It's all good, I heard it said once on this forum, I don't know if I can believe it or not, but from what I understand "It's your car, do as you want".

You need to measure that track again though, I just did mine and the track (center to center of the wheels) was about 54 inches.

Hey, get some clip under it and see if it work for you.

Brian
12-08-2009 09:37 PM
396Wheelstand I did not mean to start a war just looking for info guys,BTW my center to center on my american which has mags measures 61-62 inches so gutting the front and fitting a Nova sub shouldnt be much wider, as far as clumbsy I just dont understand what that means, I do know from personal experience that having a water pump, fuel pump, generator or worse yet volt reg die on an obsolete car is a plan for a lot of time and or money spent particularly when you are in timbuctoo. I just prefer never to have those experiences again, and I have had plenty of them in my younger years. Regarding the original subframe issue, I once read somewhere in these posts that the Rambler used single sheet metal with a structural integrated design for its unibody frame. Chrysler corp used triple sheetmetal in its unibody design during the same time period, and speaking from experience if you have to do any cutting or altering you had better be prepared to buttress or strengthen your alterations as they are considerably weakened when altered. This is originally what started me thinking about a nova sub, that could be lengthened to the rear to tie in the spring perches. Cheers
12-08-2009 08:41 PM
MARTINSR
Quote:
Originally Posted by stimpy
man that"s narrow! whats the width of them cars ???

STATED TASK 1:
Copy the entries again, from the line containing "Someone flagged night" through the end of the entries, inclusive, keeping each request as it stands. Scale every box coordinate in the answers by 1.05 and round to whole numbers, with halves rounded up.
STATED TASK 2:
Carry on the forum thread about fitting a Nova subframe under a Rambler and its track width, starting right after its last line.

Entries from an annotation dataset
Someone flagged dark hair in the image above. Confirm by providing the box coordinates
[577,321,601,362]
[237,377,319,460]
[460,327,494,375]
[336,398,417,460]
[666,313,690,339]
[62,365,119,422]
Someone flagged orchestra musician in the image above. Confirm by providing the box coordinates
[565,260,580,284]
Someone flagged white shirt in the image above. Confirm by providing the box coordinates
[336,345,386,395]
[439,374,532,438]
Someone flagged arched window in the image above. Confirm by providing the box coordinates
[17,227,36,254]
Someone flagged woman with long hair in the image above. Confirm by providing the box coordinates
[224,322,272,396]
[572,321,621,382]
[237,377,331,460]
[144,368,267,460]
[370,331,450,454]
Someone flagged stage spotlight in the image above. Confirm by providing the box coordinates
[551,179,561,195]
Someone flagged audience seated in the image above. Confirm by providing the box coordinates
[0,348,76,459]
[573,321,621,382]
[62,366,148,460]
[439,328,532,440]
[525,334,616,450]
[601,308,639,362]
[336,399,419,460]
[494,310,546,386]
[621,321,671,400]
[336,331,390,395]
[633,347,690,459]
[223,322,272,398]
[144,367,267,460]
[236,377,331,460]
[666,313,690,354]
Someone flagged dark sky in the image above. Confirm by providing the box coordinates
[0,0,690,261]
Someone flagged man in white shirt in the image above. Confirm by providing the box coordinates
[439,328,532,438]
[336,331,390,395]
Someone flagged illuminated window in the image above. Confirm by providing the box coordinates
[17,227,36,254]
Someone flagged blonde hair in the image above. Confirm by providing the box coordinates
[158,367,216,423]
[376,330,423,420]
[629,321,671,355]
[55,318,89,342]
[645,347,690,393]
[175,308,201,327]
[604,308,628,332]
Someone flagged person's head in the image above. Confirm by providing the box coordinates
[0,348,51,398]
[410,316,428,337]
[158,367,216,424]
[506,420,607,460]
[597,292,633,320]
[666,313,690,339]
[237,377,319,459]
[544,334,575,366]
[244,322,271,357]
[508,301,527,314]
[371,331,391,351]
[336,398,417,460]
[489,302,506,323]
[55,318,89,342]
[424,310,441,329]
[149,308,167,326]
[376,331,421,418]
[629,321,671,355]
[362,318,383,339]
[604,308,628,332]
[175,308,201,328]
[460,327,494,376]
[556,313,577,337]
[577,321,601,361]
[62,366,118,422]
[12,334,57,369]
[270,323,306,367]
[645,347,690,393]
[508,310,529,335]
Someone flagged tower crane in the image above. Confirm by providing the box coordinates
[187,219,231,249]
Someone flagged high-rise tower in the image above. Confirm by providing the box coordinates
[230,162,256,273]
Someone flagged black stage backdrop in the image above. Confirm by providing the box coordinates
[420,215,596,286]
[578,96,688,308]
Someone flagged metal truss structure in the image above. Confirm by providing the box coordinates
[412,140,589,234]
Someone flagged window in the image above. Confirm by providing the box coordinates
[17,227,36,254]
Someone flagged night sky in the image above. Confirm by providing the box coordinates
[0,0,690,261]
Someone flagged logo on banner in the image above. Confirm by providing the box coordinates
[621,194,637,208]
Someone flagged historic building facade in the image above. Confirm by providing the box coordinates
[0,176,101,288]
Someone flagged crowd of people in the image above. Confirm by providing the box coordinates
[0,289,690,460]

OUTPUT 1:
Someone flagged night sky in the image above. Confirm by providing the box coordinates
[0,0,725,274]
Someone flagged logo on banner in the image above. Confirm by providing the box coordinates
[652,204,669,218]
Someone flagged historic building facade in the image above. Confirm by providing the box coordinates
[0,185,106,302]
Someone flagged crowd of people in the image above. Confirm by providing the box coordinates
[0,303,725,483]

OUTPUT 2:
The track center to center on wheels is about 54 inches. I am exaggerating that they would hit each other, but they are HUGE, CLUMBSY front ends and one of these little cars is no place for one. The Camaro track is something like 61 inches. So that is about seven inches narrower, have you ever looked at how much room there is from the exhaust or head on a camaro to the upper control arm? Not much, bring it in three and a half inches and it is hitting it!



It is just WAY too big, too clumbsy that is all there is to it.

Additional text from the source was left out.